You know the sort of thing: “New findings hint that we may be living in a multiverse” or “Physicist: String theory confirmation just a matter of time” or “New study suggests that there are a million Earths, mathematician says”… They are probably all papers somewhere.

Rovelli is not having it:

Much theoretical research in fundamental physics during this time has focused on the search ‘beyond’ our best theories: beyond the standard model of particle physics, beyond the general theory of relativity, beyond quantum theory. But an epochal sequence of experimental results has proved many such speculations unfounded, and confirmed physics that I learnt at school half a century ago.

“Is bad philosophy holding back physics?,” May 15, 2025

So What’s Really Happening?

He offers, as an example, the celebrated 2012 discovery of the particle known as the Higgs boson. It did not revolutionize the Standard Model of the physics of the universe but rather confirmed it: “Meanwhile, the apparent absence of evidence for ‘supersymmetric’ particles in LHC data has disappointed a generation of theoretical physicists who had bet on such particles existing, motivated by speculative theories, including string theory.”

It’s the same with the first direct detection of gravitational waves and the observation of the fusion of two neutron stars in 2015: “In one fell swoop, this excluded a huge domain of theories beyond general relativity.” The 2020 Nobel for Physics went to work showing that “black holes were in complete agreement with general relativity.” And the 2022 Nobel for Physics went to work that “ verified phenomena such as quantum entanglement over great distances.”

These discoveries, as Rovelli says, while treated as groundbreaking advances in physics, mainly confirm what we already knew. There is nothing wrong with that. Science advances as much when current theories are honestly confirmed as honestly disconfirmed. But the breathless headlines misrepresent the picture.

Why Is There Such a Big Demand?

Rovelli thinks that bad philosophy lies behind the demand for new theories that overturn old ones. He points to misinterpretations of the work of science philosophers Thomas Kuhn (1922–1996) and Karl Popper (1902–1994):

Superficial readings of Popper and Kuhn, I think, have encouraged several assumptions that have misled a good deal of research: one, that past knowledge is not a good guide for the future and that new theories must be fished from the sky; and two, that all theories that have not yet been falsified should be considered equally plausible and in equal need of being tested.

Holding back physics?

He stresses that few if any major advances in physics spring from arbitrary hypotheses; they come from observations of new data or inconsistencies in current data:

‘Revolutions’ in the history of fundamental physics are thus more conservative than they are often depicted. Kuhn’s emphasis on discontinuity has led many scientists to devalue the relevance of past knowledge in making sense of what we do not yet know. Popper’s emphasis on falsifiability, meanwhile, originally intended only as a criterion for demarcating a scientific theory, has been misinterpreted as legitimizing the idea that all speculation is equally plausible.

(EXTRACTED MATERIAL)

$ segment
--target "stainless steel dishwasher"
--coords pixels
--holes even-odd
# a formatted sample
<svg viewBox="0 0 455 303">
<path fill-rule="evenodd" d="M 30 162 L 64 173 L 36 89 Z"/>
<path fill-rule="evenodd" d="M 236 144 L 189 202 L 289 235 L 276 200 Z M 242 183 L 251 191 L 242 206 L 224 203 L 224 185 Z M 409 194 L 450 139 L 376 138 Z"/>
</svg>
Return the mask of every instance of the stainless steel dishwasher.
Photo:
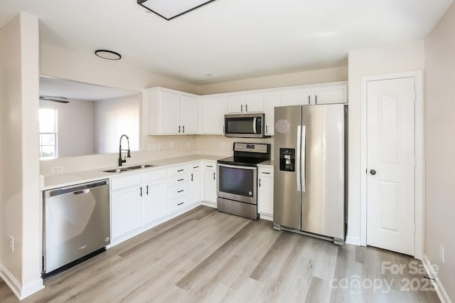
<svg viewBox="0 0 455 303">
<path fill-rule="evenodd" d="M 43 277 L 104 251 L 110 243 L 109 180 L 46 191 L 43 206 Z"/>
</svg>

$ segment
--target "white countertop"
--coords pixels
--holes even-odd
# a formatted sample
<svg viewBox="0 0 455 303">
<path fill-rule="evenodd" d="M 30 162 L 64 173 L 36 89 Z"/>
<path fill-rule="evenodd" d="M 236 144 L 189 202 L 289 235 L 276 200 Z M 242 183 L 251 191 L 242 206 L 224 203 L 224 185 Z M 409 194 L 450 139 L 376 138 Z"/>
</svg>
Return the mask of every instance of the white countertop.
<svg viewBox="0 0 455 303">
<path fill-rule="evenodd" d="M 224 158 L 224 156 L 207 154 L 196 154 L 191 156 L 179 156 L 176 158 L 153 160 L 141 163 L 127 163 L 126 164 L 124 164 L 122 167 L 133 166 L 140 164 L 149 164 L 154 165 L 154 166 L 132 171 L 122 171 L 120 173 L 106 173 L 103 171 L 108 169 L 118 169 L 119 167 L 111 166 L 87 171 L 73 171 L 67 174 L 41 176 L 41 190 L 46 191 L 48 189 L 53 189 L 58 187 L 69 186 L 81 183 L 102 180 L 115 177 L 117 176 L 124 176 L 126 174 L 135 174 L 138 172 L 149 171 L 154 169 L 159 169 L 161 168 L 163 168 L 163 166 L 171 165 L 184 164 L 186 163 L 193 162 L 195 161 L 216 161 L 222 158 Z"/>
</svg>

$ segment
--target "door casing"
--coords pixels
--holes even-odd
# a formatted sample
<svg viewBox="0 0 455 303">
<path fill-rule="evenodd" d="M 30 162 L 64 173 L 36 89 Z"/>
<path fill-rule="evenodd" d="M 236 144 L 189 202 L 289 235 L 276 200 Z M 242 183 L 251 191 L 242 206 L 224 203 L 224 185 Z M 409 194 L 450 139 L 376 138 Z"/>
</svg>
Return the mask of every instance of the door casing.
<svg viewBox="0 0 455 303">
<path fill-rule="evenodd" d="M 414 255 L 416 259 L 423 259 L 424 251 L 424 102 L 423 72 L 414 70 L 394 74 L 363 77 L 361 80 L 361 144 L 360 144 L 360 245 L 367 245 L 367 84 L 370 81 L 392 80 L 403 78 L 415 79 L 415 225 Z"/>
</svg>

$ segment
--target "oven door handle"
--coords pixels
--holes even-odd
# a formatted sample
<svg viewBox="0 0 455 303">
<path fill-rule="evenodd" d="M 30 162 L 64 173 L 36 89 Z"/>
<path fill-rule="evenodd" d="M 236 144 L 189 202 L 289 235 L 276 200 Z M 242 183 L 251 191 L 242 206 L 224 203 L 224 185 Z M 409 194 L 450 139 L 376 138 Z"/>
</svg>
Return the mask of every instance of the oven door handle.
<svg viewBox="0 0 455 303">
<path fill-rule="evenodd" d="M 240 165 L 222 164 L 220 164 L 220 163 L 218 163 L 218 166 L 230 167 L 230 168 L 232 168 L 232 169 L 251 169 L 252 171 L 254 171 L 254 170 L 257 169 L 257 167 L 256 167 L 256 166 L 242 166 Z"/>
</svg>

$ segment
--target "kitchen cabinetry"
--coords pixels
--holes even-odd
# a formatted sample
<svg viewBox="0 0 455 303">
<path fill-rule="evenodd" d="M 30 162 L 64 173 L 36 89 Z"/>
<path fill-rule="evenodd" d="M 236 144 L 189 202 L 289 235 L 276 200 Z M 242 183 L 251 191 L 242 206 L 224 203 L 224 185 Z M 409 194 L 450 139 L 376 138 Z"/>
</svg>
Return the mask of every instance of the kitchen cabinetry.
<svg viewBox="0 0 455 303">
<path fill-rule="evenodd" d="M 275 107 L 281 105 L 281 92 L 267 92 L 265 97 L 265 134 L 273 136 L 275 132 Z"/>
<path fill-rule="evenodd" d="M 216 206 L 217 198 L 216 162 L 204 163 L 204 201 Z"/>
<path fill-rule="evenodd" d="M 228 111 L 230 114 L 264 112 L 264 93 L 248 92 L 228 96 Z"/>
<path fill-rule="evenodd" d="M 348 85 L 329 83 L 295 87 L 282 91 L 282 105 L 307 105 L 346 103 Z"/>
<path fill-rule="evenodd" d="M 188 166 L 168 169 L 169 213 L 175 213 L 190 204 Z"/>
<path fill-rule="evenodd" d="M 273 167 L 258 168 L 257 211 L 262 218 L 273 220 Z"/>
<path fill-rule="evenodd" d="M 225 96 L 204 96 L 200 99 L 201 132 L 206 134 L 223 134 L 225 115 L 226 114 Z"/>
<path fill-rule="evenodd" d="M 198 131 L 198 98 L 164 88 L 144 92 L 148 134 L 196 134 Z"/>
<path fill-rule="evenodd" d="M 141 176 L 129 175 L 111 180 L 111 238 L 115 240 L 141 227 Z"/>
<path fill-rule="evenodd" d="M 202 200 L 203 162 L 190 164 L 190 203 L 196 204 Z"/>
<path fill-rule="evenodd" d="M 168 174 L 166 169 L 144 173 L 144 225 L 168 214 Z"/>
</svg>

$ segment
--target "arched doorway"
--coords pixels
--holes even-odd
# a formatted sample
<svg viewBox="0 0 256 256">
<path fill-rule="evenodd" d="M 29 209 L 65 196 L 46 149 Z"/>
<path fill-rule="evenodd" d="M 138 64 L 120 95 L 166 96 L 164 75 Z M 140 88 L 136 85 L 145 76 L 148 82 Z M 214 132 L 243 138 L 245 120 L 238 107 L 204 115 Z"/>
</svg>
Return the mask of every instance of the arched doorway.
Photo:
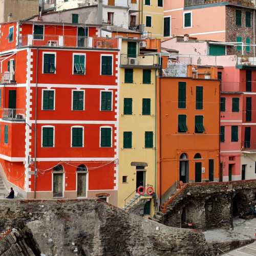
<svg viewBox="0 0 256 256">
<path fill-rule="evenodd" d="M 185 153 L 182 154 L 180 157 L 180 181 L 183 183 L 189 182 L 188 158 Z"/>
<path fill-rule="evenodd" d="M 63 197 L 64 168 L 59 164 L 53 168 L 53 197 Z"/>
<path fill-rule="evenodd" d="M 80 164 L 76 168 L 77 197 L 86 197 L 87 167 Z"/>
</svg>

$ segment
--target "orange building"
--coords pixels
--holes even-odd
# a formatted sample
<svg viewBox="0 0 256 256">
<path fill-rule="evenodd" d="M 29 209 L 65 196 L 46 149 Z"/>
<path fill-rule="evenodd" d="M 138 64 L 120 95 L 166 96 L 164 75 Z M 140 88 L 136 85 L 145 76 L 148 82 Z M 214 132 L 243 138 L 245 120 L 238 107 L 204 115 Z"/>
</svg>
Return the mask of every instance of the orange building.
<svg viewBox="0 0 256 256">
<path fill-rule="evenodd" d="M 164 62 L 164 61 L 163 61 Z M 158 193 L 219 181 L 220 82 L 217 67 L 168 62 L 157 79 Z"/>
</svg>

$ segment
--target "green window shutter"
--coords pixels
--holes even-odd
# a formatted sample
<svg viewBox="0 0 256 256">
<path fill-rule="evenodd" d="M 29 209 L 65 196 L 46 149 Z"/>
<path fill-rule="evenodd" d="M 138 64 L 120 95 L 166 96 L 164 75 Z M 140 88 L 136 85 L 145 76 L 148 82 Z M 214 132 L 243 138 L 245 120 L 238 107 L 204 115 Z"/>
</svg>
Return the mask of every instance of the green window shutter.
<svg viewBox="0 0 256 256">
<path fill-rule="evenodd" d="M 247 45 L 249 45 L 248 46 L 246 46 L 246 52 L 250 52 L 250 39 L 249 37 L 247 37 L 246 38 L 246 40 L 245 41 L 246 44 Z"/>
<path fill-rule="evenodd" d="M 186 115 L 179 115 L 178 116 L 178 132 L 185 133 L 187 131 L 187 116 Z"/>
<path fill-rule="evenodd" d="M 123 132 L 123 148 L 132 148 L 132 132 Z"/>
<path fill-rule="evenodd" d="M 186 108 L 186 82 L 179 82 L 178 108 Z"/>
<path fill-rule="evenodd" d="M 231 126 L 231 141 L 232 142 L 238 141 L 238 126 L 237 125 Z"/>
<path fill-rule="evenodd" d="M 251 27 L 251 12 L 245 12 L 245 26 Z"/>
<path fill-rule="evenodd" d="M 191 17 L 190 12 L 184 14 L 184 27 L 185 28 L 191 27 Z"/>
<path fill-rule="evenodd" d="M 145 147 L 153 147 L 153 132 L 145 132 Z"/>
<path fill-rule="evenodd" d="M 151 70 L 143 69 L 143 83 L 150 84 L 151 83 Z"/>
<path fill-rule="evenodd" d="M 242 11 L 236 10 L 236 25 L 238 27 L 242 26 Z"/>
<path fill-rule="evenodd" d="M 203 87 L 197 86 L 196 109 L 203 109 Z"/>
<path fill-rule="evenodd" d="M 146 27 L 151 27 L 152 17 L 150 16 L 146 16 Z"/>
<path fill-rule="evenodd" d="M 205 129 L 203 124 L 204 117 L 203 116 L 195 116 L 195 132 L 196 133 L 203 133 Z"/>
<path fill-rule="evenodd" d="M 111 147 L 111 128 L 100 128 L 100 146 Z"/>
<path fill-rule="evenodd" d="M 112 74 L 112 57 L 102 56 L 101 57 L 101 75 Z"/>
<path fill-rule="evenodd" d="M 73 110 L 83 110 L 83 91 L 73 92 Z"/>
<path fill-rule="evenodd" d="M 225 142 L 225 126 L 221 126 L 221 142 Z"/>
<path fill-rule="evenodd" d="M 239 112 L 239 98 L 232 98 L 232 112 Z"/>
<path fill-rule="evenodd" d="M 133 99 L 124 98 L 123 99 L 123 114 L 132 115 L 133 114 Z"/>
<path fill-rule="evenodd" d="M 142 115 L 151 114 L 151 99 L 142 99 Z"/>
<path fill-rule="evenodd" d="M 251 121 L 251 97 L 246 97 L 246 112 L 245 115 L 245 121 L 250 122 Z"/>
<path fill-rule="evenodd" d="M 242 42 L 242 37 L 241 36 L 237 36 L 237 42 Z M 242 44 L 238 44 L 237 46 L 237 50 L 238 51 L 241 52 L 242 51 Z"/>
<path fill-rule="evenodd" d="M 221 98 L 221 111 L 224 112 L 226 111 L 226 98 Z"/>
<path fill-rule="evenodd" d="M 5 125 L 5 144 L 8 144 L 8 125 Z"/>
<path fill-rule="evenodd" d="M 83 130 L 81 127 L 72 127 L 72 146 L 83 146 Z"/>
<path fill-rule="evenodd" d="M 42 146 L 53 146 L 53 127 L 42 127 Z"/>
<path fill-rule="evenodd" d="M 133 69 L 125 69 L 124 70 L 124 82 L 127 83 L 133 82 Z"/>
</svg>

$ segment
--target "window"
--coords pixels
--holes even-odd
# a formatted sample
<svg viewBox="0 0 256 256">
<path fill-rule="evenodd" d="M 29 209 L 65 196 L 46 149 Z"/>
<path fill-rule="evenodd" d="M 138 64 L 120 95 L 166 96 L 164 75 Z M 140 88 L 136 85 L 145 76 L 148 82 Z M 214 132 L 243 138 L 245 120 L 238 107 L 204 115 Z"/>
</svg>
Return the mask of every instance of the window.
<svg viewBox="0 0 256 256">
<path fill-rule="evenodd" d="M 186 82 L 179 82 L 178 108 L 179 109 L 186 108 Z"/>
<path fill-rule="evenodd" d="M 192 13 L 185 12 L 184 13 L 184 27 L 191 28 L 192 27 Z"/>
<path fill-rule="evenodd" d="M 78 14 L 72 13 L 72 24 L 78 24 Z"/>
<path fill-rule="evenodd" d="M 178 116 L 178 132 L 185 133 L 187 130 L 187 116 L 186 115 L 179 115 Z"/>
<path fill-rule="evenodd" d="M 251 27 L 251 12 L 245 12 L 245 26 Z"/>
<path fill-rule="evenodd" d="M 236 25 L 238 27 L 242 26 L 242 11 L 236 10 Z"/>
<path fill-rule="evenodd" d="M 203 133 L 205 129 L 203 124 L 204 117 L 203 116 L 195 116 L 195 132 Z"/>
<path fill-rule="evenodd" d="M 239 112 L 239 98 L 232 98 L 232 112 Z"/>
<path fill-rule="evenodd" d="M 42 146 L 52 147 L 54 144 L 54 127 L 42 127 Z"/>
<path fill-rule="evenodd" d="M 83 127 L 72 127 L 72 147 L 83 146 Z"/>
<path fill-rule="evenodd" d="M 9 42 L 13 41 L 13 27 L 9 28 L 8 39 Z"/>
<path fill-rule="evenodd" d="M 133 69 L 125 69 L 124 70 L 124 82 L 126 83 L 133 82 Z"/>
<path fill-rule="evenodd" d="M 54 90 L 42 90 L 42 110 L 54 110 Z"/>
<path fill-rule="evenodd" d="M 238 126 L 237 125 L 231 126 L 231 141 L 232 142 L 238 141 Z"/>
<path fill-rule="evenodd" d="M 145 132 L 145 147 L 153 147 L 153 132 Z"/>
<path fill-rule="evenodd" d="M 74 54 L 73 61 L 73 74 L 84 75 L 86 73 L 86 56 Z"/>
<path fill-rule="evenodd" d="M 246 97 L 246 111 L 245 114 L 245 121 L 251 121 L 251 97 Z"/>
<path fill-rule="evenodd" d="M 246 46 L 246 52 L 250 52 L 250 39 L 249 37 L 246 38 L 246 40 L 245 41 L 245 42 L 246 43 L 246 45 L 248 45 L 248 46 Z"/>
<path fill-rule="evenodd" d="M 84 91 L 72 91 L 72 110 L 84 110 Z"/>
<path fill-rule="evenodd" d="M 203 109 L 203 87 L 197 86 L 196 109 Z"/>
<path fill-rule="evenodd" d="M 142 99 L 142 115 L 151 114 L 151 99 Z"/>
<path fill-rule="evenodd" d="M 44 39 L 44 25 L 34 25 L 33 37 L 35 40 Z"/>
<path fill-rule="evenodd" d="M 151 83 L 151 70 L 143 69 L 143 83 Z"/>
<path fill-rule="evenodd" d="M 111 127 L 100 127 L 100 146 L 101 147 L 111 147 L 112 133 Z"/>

(PROBLEM A)
In the piece on Rovelli's view of physics, what did the 2020 Nobel Prize for Physics go to?
(PROBLEM B)
Duplicate, word for word, the portion of the piece on Rovelli's view of physics that opens with the words containing "It’s the same" and closes with "misrepresent the picture.".

(RESPONSE A)
Work showing that black holes were in complete agreement with general relativity.

(RESPONSE B)
It’s the same with the first direct detection of gravitational waves and the observation of the fusion of two neutron stars in 2015: “In one fell swoop, this excluded a huge domain of theories beyond general relativity.” The 2020 Nobel for Physics went to work showing that “black holes were in complete agreement with general relativity.” And the 2022 Nobel for Physics went to work that “ verified phenomena such as quantum entanglement over great distances.”

These discoveries, as Rovelli says, while treated as groundbreaking advances in physics, mainly confirm what we already knew. There is nothing wrong with that. Science advances as much when current theories are honestly confirmed as honestly disconfirmed. But the breathless headlines misrepresent the picture.